▶ _Text provided_:
START

Grok Design Document (Parsing Problem)

Status:  Obsolete  (as of 2010-08-16)

Steve Yegge <[email protected]>
Last modified: 2010-08-16

August 16th, 2010: This document used to be a section in the Grok Master Design Document. The issues discussed here are largely obsolete (or resolved). The bottom line is that Grok doesn't maintain its own analyzers; instead we write thin wrappers around the compilers/interpreters for each language, which must provide the information Grok needs in order to be indexable.

Problem #3: Parsing and Name Resolution

Grok will initially support (in this order) JavaScript, Java, Sawzall, C++ and Python. Eventually Grok must support on the order of 50 languages, including many mixed-mode formats such as PHP, GXP, GWT, XQuery, and other files that contain nested regions in different languages.

The problem of parsing and resolving 50 languages presents some difficulties, as one might expect. We have three high-level design principles for the Grok parsing code, listed here in priority order:

  1. Insofar as possible, the parsers should use homogenous technology. We do not want to maintain fifty different parsers written in different styles and different languages.

  2. We want our code graph to be as complete and accurate as practical. If developers don't trust the data, they won't use Grok.

  3. The parsing/indexing technology we choose should permit rapid integration of new languages into Grok.

Design principle #1 mostly rules out the possibility of using the "actual" parsers for most languages we're indexing. Most official language implementations do not have parsers that meet Grok's requirements (which we outline below.) Their parsers are designed to perform the bare minimum analysis needed for code generation, and they discard most of the information Grok needs for the index.

There may be a few cases where the language implementer(s) export a usable parser API, parse-tree format, and symbol-table format, which we could simply wire up to produce Grok's graph input format. This appears to be the case for C++ and Java: each has several candidate frameworks. The Grok team has nearly finished making an API for JavaScript as well, by painstakingly modifying Mozilla Rhino's parser and open-sourcing the changes.

"To confirm your intuition that parsing C++ should be done using the compiler: I talked with a guy on the C++ compiler team here at Google, and he believes that it should be "not that hard" to make gcc spit out everything that grok would want. He also pointed out that even icc (which uses the EDG C++ frontend) has trouble parsing some Google code, so gcc is really the only way to go for accuracy."
— Kurt Steinkraus

But for most languages, we will most likely have to write our own parsers and resolvers. Sample parsers are generally easier to come by than resolvers: for some reason, most parser and parser-framework implementors lose interest before they finish the name-resolution and semantic analysis, which is usually at least as much code as the parser itself.

In a very real sense this means that Grok aims to commoditize tools support for programming languages. This will be generally beneficial for programmers worldwide, not just for those of us lucky enough to work at Google.

Design principle #2 essentially rules out the possibility of using heuristic-based (typically regular-expression based) parsing, which is used for indexing most languages by similar indexers such as LXR, Exuberant CTAGS, GNU Source-highlight, and the Semantic Bovinator. Grok needs to use real parsers and generate accurate symbol tables.

END

▶ _Dataset extract_:
START

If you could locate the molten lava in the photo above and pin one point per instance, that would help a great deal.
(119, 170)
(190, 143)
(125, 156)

END

Rewrite the paragraph of the design document beginning "But for most languages" as a brief bulleted list that keeps its main facts. The data that comes before this is not required for the task.

▶ _Task output_:
- For most languages, the Grok team will likely have to write its own parsers and resolvers.
- Sample parsers are generally easier to find than resolvers.
- Most parser and parser-framework implementors lose interest before finishing name resolution and semantic analysis.
- That work is usually at least as much code as the parser itself.